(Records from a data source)

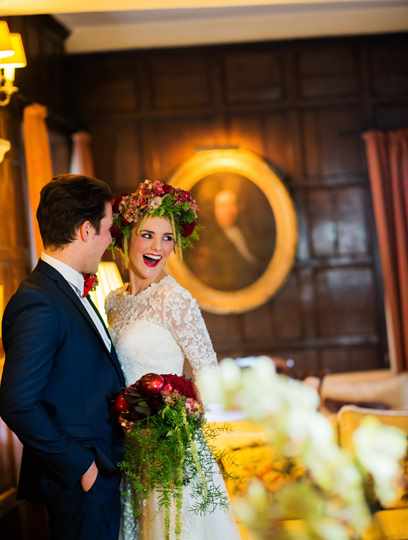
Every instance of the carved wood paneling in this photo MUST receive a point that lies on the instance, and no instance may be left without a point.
(302, 106)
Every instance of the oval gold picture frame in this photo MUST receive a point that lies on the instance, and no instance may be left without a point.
(255, 169)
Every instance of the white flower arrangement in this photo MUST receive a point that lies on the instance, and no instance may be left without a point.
(330, 498)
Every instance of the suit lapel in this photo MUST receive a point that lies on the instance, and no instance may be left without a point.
(67, 290)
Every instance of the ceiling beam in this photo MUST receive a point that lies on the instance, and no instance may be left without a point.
(31, 7)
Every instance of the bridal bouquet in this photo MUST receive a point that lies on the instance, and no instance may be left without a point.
(166, 446)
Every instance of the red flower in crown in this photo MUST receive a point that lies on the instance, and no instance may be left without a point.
(90, 283)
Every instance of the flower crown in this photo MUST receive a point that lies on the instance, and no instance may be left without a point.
(155, 199)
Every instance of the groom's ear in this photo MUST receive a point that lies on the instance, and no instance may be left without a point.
(85, 231)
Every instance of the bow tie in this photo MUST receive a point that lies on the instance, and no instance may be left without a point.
(90, 283)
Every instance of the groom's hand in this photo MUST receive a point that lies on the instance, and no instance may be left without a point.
(89, 478)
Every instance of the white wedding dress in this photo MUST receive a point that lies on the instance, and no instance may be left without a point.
(154, 332)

Instruction:
Print every entry above again without changing a word, and omit the pictures.

Reply:
Every instance of the carved wood paneling in this photo MUST receive a point that lies on the instance, and no instance may be left without a point.
(302, 106)
Every instance of the oval gold picture frame in this photo MUST receive a point that lies on the instance, and no instance may be left without a point.
(255, 169)
Every instance of the white flower arrangement in this photo MUST receive a point that lies on the instance, and no instance may be left without a point.
(330, 498)
Every instance of the suit lapel in this photo MUST receive a point that lies on the instance, and no instance may be left without a point.
(67, 290)
Every instance of the ceiling beam in this photo MUST receive a point that lies on the instance, and no instance may be left without a point.
(31, 7)
Every instance of the bridal bouquet in this photo MUST receive a point that lies on the instance, and no instance may be left without a point.
(166, 446)
Every instance of the red flower in crown in this photo MUST receive a point that lies on the instance, and no instance may be left without a point.
(90, 283)
Every instance of the flower crown in this photo MUST receive a point that lies on the instance, and no instance may be left without a point.
(155, 199)
Every instance of the groom's ear in this photo MUST receive a point that lies on the instance, and no instance may be left without a point.
(85, 231)
Every instance of the bow tie in this photo MUST receive a point that lies on the instance, and no instance may be left without a point.
(90, 283)
Every instance of the groom's hand in this photo MUST receive a point that lies on the instance, and no instance may be left without a point.
(89, 478)
Every instance of the white wedding dress in this photo MUST receive a point that lies on the instance, and no instance may be left without a point.
(154, 332)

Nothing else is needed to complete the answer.